19 September, 2005

Answer to Jen's comment

Well, I thought a big brother of homeless people was a good idea but I think you under estimate the value of a program like that. People want to be entertained and believe me they would be and I think a few arrests would be made after the show because I can't see any addict or alcoholic not saying something about their past. Some of it would be funny some would be so sad. But you are right when you say people tend to turn their backs on certain problems hoping that someone else will deal with it. I am sorry to hear you might be heading for a rough time but keep your chin up and do the best that you can and things will be ok. (I hope) As life gets tough I have found out to my cost. We get tough too. We can only learn as life deals us its cards. We will make mistakes, wrong boyfriends or girlfriends which takes us years to realise they are not the one. Doing something without thinking might be the wrong choice to make. Then again, maybe life isn't meant to be as smooth as we wish, maybe life is meant to be just that. Life!

3 comments:

womble said...

I think one thing I learned from my time at Crisis Open Christmas is that none of us are very far away from that first step to homelessness. A redundancy, a relationship split, it's so easy to end up.... on the streets or in a hostel or not quite-sure-next-week. I left my family for someone I loved at the time but it was odd that one unsettling thing was the fact that I had no call on the place I now lived in and called 'home' if my partner died. He didn't but it was worrying, to me, at the time.

Anonymous said...

Hey Jamie, thanks for responding to my comment!

I don't think I underestimate the value of a program like that, I think it would be an ace idea. But... I've been thinking lately about the psychology of the response of society's attitude towards poverty.

So.

A few weeks ago, I met with a friend. I said to him,

"This is really crap of me, but could you lend me a fiver til payday, I'm roughing it on baked beans on toast at the moment!"

> **DIRECTION**
Decide whether each statement agrees with the blog post. Answer yes or no for each, quoting the deciding words.
1. The author expects some arrests to follow the show.
2. The commenter womble learned at Crisis Open Christmas that most people are far from homelessness.
3. The anonymous commenter considers the program a poor idea.
The material that follows is separate from the blog post and unrelated to it.

> **ITEMS**
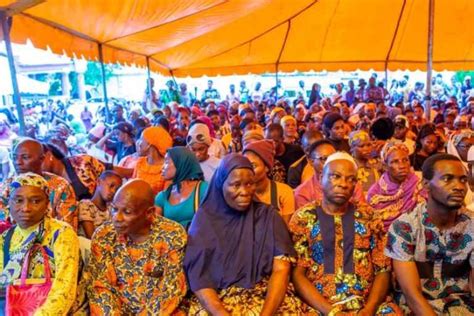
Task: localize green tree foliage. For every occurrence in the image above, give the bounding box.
[84,61,117,87]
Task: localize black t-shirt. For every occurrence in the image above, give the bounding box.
[329,138,351,153]
[275,144,304,172]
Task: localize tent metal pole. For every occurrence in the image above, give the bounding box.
[275,64,278,103]
[145,56,153,110]
[425,0,435,121]
[0,12,25,136]
[98,43,110,122]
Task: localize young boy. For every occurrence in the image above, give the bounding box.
[78,171,122,239]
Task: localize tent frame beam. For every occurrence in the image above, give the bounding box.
[144,56,153,111]
[384,0,407,89]
[0,0,46,16]
[98,43,110,122]
[425,0,435,122]
[0,11,26,136]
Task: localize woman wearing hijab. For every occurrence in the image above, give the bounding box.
[349,130,382,196]
[184,154,301,315]
[323,113,350,152]
[155,147,207,228]
[133,126,173,194]
[280,115,299,144]
[367,141,426,231]
[0,172,79,315]
[448,129,474,168]
[242,139,295,224]
[410,123,439,171]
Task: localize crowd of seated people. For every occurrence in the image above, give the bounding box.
[0,73,474,316]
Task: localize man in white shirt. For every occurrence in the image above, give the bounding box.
[186,123,221,182]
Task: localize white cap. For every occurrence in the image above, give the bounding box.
[323,151,358,170]
[467,146,474,161]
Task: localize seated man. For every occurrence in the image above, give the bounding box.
[186,123,221,182]
[287,130,323,189]
[0,138,78,230]
[77,170,122,239]
[88,180,186,315]
[385,154,474,315]
[290,152,401,315]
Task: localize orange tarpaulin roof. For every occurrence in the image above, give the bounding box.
[0,0,474,76]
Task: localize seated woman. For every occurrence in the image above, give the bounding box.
[0,173,79,315]
[155,147,207,228]
[243,139,295,224]
[184,154,301,315]
[367,141,426,231]
[43,144,132,201]
[133,126,173,194]
[349,130,382,196]
[410,124,439,172]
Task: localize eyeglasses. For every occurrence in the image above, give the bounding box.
[309,156,329,163]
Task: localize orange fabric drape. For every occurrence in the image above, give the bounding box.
[0,0,474,76]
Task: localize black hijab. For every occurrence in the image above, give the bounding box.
[184,154,296,292]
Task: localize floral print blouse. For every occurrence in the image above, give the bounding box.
[385,203,474,315]
[88,216,187,315]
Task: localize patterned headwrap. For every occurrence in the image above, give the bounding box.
[380,140,410,162]
[10,172,49,197]
[142,126,173,156]
[349,130,370,147]
[453,129,474,146]
[280,115,296,126]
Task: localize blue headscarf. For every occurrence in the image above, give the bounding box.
[167,147,204,192]
[184,154,296,292]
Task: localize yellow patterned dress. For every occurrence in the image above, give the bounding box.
[0,217,79,315]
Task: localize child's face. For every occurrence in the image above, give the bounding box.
[98,176,122,202]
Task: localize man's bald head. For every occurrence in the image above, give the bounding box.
[111,179,155,241]
[13,138,44,174]
[13,138,44,155]
[321,159,357,206]
[114,179,155,209]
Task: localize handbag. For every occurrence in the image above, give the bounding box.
[5,244,52,316]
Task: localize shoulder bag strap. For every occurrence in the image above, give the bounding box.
[270,180,280,210]
[194,181,202,213]
[20,244,51,285]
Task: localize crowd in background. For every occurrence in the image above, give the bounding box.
[0,74,474,315]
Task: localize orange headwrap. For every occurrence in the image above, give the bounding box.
[142,126,173,156]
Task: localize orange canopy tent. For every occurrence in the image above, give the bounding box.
[0,0,474,76]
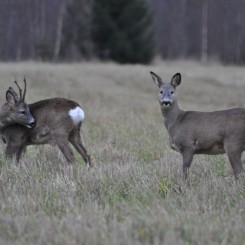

> **THE SOLUTION**
1. Yes: "I think a few arrests would be made after the show"
2. No: "none of us are very far away from that first step to homelessness"
3. No: "I think it would be an ace idea"